### THE INPUT ###
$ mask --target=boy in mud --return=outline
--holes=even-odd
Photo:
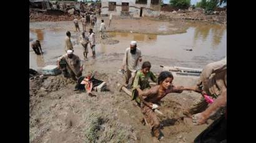
[[[66,35],[67,36],[65,38],[65,52],[67,52],[69,50],[74,51],[73,45],[72,45],[71,40],[71,34],[69,31],[67,31]]]
[[[158,85],[144,91],[137,88],[141,102],[140,109],[144,116],[142,122],[145,124],[146,121],[150,125],[154,137],[157,139],[160,139],[160,122],[154,110],[158,108],[160,99],[170,93],[180,93],[184,90],[190,90],[190,88],[174,86],[173,80],[171,73],[162,72],[158,76]]]
[[[35,53],[36,55],[42,54],[42,48],[41,47],[39,40],[36,40],[36,41],[33,42],[31,44],[31,47],[32,48],[33,48],[33,50],[35,52]],[[40,51],[41,51],[41,53],[40,53]]]
[[[82,46],[84,47],[84,59],[87,58],[87,54],[88,54],[88,43],[89,43],[89,39],[87,35],[86,35],[85,32],[82,32],[82,35],[80,37],[80,43],[81,44]]]
[[[157,78],[150,71],[151,64],[149,62],[146,61],[142,63],[141,70],[136,72],[134,80],[132,83],[132,100],[135,99],[138,103],[138,105],[140,104],[140,101],[138,96],[138,91],[137,90],[142,90],[145,89],[150,88],[149,85],[149,78],[153,82],[156,82]]]
[[[69,75],[75,81],[82,75],[83,69],[80,63],[79,57],[74,54],[73,51],[71,50],[59,57],[57,62],[58,67],[61,70],[64,76],[68,77]]]
[[[130,47],[126,48],[122,61],[122,70],[126,69],[126,83],[127,86],[129,84],[129,80],[132,77],[132,81],[135,77],[135,74],[137,69],[139,61],[142,61],[141,52],[137,48],[136,41],[131,41]]]

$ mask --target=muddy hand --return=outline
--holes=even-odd
[[[192,121],[194,125],[200,125],[205,123],[207,119],[202,113],[198,113],[193,115]]]

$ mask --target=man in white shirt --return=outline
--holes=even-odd
[[[78,29],[78,30],[80,32],[79,25],[78,25],[78,19],[75,17],[75,19],[74,19],[73,21],[74,21],[74,24],[75,24],[76,31],[77,32],[77,29]]]
[[[92,29],[90,29],[90,30],[89,31],[89,41],[90,41],[90,45],[91,45],[91,48],[92,50],[92,56],[95,57],[95,35],[94,35],[94,32],[92,31]]]
[[[139,61],[141,62],[141,52],[137,48],[136,41],[131,41],[130,47],[126,48],[122,61],[122,70],[126,68],[126,86],[129,84],[129,80],[132,78],[132,81],[135,77],[138,67]]]
[[[111,20],[112,20],[112,13],[110,14],[109,15],[109,28],[111,26]]]
[[[103,19],[101,20],[101,27],[99,29],[99,30],[101,31],[101,39],[104,39],[105,36],[106,25],[104,24],[104,21]]]

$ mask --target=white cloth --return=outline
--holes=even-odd
[[[132,41],[130,41],[130,44],[131,45],[136,45],[137,44],[137,42],[136,42],[136,41],[135,41],[135,40],[132,40]]]
[[[155,104],[153,104],[153,105],[152,106],[152,109],[155,109],[158,108],[158,105]]]
[[[77,19],[74,19],[74,23],[75,23],[75,24],[77,24],[77,23],[78,23],[78,20],[77,20]]]
[[[72,53],[73,53],[73,51],[72,51],[72,50],[67,50],[67,53],[68,55],[72,54]]]

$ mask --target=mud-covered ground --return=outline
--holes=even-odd
[[[139,108],[119,91],[122,75],[100,72],[96,78],[107,81],[111,91],[91,97],[74,91],[75,83],[62,75],[30,80],[30,142],[152,142],[149,127],[140,122]],[[190,80],[190,84],[195,81]],[[176,79],[174,83],[184,81]],[[189,118],[182,118],[182,109],[199,97],[186,91],[164,98],[160,109],[165,114],[160,118],[164,136],[161,142],[191,142],[206,127],[194,126]]]
[[[106,20],[107,17],[103,19]],[[108,25],[107,20],[106,23]],[[147,29],[141,26],[145,24],[148,24],[146,25]],[[182,24],[185,25],[187,23],[178,25],[175,22],[149,19],[136,19],[134,21],[132,19],[114,18],[107,30],[150,34],[160,32],[164,35],[183,30],[185,27]],[[66,29],[74,32],[72,22],[59,22],[54,25],[47,22],[30,23],[30,30],[57,31]],[[94,28],[96,33],[99,28],[99,24]],[[79,35],[79,33],[77,32],[73,34],[71,38],[77,40]],[[96,35],[97,44],[114,45],[119,42],[112,39],[111,36],[106,40],[100,40],[99,34]],[[30,40],[33,40],[30,39]],[[54,39],[46,42],[52,45],[59,44],[59,41]],[[82,59],[81,51],[77,50],[77,47],[74,48],[75,52]],[[55,48],[62,49],[62,47],[52,47],[47,49],[54,51]],[[54,52],[59,52],[56,51]],[[44,56],[47,56],[47,52],[46,51]],[[51,54],[49,57],[52,56]],[[62,55],[62,53],[59,55]],[[95,97],[87,96],[85,93],[74,91],[76,83],[62,75],[36,76],[30,79],[30,142],[152,142],[149,127],[143,126],[140,122],[142,114],[139,108],[124,92],[119,92],[120,84],[122,84],[124,80],[123,76],[118,74],[117,71],[121,67],[123,55],[123,53],[114,50],[111,53],[97,53],[95,59],[89,55],[88,60],[82,60],[84,65],[83,75],[89,71],[96,72],[95,78],[106,81],[110,90],[108,92],[94,93],[96,95]],[[56,63],[56,58],[47,60],[46,63],[47,65],[55,65]],[[152,65],[151,70],[157,74],[162,70],[160,65],[190,65],[189,62],[161,58],[154,54],[144,55],[143,61],[145,60],[150,61]],[[209,62],[204,59],[198,59],[197,62],[200,62],[199,63],[200,65]],[[139,64],[140,66],[141,63]],[[175,77],[174,84],[192,86],[195,84],[196,81],[196,78]],[[192,142],[195,137],[208,126],[207,124],[195,126],[190,119],[184,118],[182,116],[182,110],[198,99],[200,96],[194,92],[184,91],[181,94],[170,93],[163,99],[160,110],[165,116],[160,117],[161,131],[164,136],[160,140],[161,142]],[[210,120],[209,123],[212,121]]]

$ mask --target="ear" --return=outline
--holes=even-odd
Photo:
###
Which lines in the records above contain the string "return"? List each of them in full.

$ mask --target=boy in mud --return=outline
$ mask --target=muddy hand --return=outline
$ mask --target=man in white shirt --return=outline
$ mask --target=white cloth --return=outline
$ mask --target=mud-covered ground --return=outline
$ mask --target="ear" --return=outline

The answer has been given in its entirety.